| SHORT TASK |
Render every line of the listing below as a JSON list of strings, one string per line, with blank lines omitted.
──────── RAW RECORDS ────────
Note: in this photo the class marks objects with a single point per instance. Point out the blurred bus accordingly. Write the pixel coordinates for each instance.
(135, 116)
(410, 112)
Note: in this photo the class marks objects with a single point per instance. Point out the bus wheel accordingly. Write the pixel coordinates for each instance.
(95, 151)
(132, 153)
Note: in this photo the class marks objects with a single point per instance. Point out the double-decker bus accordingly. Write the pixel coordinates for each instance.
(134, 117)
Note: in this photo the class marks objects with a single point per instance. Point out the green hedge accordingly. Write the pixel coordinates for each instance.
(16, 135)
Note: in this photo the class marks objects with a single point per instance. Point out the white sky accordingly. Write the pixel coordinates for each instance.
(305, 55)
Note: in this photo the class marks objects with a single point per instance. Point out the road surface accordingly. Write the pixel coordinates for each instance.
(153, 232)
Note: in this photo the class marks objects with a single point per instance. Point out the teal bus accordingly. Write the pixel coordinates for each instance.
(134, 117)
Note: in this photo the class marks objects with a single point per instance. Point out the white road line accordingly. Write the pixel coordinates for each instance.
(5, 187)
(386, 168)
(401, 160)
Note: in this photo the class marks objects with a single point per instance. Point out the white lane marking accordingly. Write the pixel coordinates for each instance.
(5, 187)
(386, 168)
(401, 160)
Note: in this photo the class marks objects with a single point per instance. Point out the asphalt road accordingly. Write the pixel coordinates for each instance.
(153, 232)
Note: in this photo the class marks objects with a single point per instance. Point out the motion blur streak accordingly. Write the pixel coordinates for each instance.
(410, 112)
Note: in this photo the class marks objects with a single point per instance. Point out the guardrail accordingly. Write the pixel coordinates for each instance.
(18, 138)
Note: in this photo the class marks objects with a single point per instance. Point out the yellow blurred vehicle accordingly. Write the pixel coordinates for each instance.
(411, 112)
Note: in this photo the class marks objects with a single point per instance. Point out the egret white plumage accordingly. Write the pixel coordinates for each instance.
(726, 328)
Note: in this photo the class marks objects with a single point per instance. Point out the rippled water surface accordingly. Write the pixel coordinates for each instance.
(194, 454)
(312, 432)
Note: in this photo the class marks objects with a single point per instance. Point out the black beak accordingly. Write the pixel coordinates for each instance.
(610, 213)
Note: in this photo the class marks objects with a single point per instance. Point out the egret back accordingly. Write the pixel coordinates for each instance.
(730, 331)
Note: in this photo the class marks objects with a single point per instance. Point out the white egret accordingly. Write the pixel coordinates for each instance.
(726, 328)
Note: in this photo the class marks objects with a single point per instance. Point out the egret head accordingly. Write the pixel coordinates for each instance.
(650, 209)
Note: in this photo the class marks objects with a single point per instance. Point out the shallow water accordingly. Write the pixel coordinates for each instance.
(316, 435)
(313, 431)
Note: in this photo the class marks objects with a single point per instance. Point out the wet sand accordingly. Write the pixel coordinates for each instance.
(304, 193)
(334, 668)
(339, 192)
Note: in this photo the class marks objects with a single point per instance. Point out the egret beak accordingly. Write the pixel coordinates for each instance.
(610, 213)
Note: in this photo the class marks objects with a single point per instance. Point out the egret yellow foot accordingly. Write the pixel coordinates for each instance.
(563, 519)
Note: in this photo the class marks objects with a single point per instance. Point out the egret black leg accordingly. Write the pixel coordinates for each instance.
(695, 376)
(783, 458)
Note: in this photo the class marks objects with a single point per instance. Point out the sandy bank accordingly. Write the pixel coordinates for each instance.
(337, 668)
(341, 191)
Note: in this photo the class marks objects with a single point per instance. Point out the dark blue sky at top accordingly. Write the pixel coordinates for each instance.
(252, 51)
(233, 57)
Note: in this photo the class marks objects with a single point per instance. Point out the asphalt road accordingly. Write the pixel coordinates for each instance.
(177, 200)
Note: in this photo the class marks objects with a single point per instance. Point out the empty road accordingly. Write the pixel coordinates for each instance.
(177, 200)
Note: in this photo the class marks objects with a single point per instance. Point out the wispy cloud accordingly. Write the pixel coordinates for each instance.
────────
| ANSWER IN FULL |
[
  "Note: in this photo the class marks objects with a single point per instance. Point out the blurred bus accordingly. Write the pixel coordinates for each instance.",
  "(135, 116)",
  "(410, 112)",
  "Note: in this photo the class marks objects with a single point per instance. Point out the bus wheel accordingly. Write the pixel coordinates for each instance.",
  "(95, 151)",
  "(132, 153)",
  "Note: in this photo the class marks objects with a single point per instance. Point out the double-decker bus accordingly. Write the pixel coordinates for each instance.",
  "(134, 117)",
  "Note: in this photo the class marks objects with a single point per instance. Point out the green hedge accordingly. Write the pixel coordinates for each instance.",
  "(16, 135)",
  "Note: in this photo the class marks objects with a single point per instance. Point out the white sky accordingly. Write the pixel coordinates for each instance.",
  "(305, 55)",
  "Note: in this photo the class marks objects with a single point per instance. Point out the road surface accordingly. Write the pixel coordinates for each instance.",
  "(153, 232)",
  "Note: in this photo the class marks objects with a single point per instance. Point out the teal bus accordingly. Write the pixel coordinates for each instance.",
  "(134, 117)",
  "Note: in this photo the class marks objects with a single point per instance. Point out the white road line accordingly. Write the pixel coordinates for each instance.",
  "(5, 187)",
  "(386, 168)",
  "(401, 160)",
  "Note: in this photo the class marks objects with a single point per instance. Point out the white lane marking accordingly. Write the pixel coordinates for each instance.",
  "(5, 187)",
  "(386, 168)",
  "(401, 160)",
  "Note: in this photo the class marks objects with a single point per instance. Point out the asphalt road accordingly. Write the pixel coordinates for each instance.",
  "(153, 232)",
  "Note: in this photo the class marks objects with a single point per instance. Point out the motion blur streak accordingly. Write the pixel coordinates for each instance.",
  "(410, 112)",
  "Note: in this photo the class marks objects with a single point per instance. Point out the guardrail accordingly. Write the pixel coordinates for each instance.",
  "(18, 138)",
  "Note: in this photo the class marks objects with a single point per instance. Point out the yellow blurred vehicle accordingly. Write the pixel coordinates for each instance.",
  "(411, 112)",
  "Note: in this photo the class marks objects with a single point per instance. Point out the egret white plumage accordingly. Write the pixel coordinates for each instance.",
  "(726, 328)",
  "Note: in this photo the class marks objects with a single point per instance. Point out the rippled water surface accordingly. Write the pixel coordinates for each instance.",
  "(194, 454)",
  "(312, 432)",
  "Note: in this photo the class marks objects with a single point per instance. Point out the black beak accordingly. Write the pixel coordinates for each instance.",
  "(610, 213)",
  "Note: in this photo the class marks objects with a single point per instance. Point out the egret back accordingly. Write the pixel coordinates for each instance.",
  "(730, 331)",
  "Note: in this photo the class marks objects with a single point per instance. Point out the white egret accordingly. Write the pixel coordinates for each instance.",
  "(726, 328)",
  "Note: in this photo the class marks objects with a single point per instance. Point out the egret head accordingly. Write the pixel coordinates for each instance.",
  "(650, 209)",
  "Note: in this photo the class marks objects with a single point per instance. Point out the shallow water accordingly. Write the pixel coordinates for each instance.",
  "(316, 435)",
  "(313, 431)",
  "Note: in this photo the class marks objects with a single point per instance. Point out the wet sand accordingly. Write the pixel coordinates for each instance.",
  "(304, 193)",
  "(334, 668)",
  "(339, 192)",
  "Note: in this photo the class marks objects with a single point per instance. Point out the egret beak accordingly. Write the pixel coordinates for each instance.",
  "(610, 213)",
  "Note: in this photo the class marks objects with a single point per instance. Point out the egret yellow foot accordingly. Write the pixel coordinates for each instance.",
  "(563, 519)",
  "Note: in this photo the class marks objects with a single point per instance. Point out the egret black leg accordingly. Write the pixel coordinates for each instance.",
  "(695, 376)",
  "(783, 458)",
  "Note: in this photo the class marks objects with a single point per instance. Point out the sandy bank accordingly. Write the pixel coordinates for each instance.",
  "(337, 668)",
  "(341, 191)",
  "Note: in this photo the class marks objects with a single point per instance. Point out the dark blue sky at top accordingly. Write the pixel coordinates for each instance.",
  "(252, 51)",
  "(233, 57)",
  "Note: in this photo the class marks objects with a single point per instance. Point out the asphalt road accordingly. Write the pixel coordinates for each instance.",
  "(177, 200)",
  "Note: in this photo the class marks objects with a single point per instance. Point out the empty road accordingly. Write the pixel coordinates for each instance.",
  "(177, 200)",
  "Note: in this photo the class marks objects with a single point per instance. Point out the wispy cloud accordingly. Write the pixel coordinates for each instance."
]